Begin

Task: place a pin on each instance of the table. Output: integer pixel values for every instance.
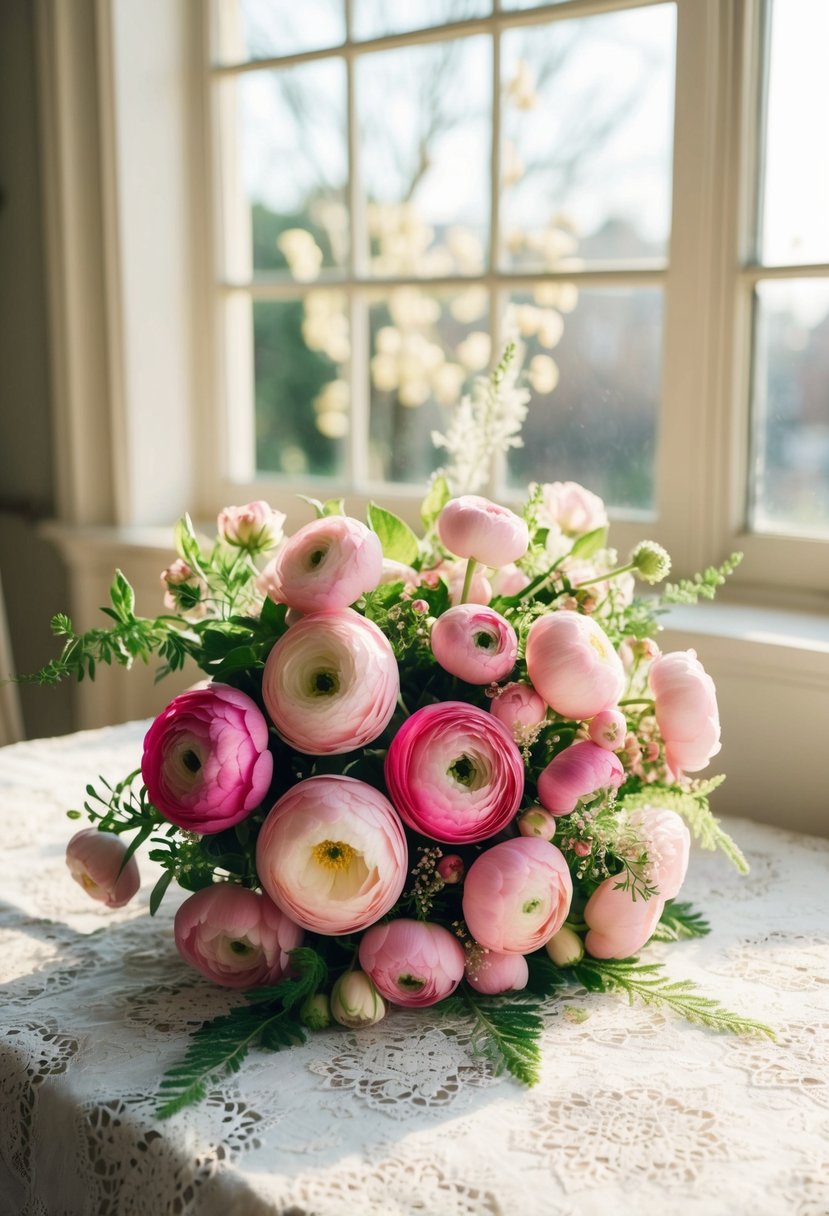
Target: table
(636, 1113)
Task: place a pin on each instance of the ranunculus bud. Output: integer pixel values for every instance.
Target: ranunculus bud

End

**PROBLEM TO SOLVE**
Rewrite everything from the line containing "Task: place a pin on each instance of the ranunculus" down to the end of the items, putting "peony bud" wherever "ranunculus bud" appears and leaving the rest untouched.

**TASK ANSWER**
Task: place a pin on each instance of the peony bud. Output: integer pixel values for every instance.
Target: peony bud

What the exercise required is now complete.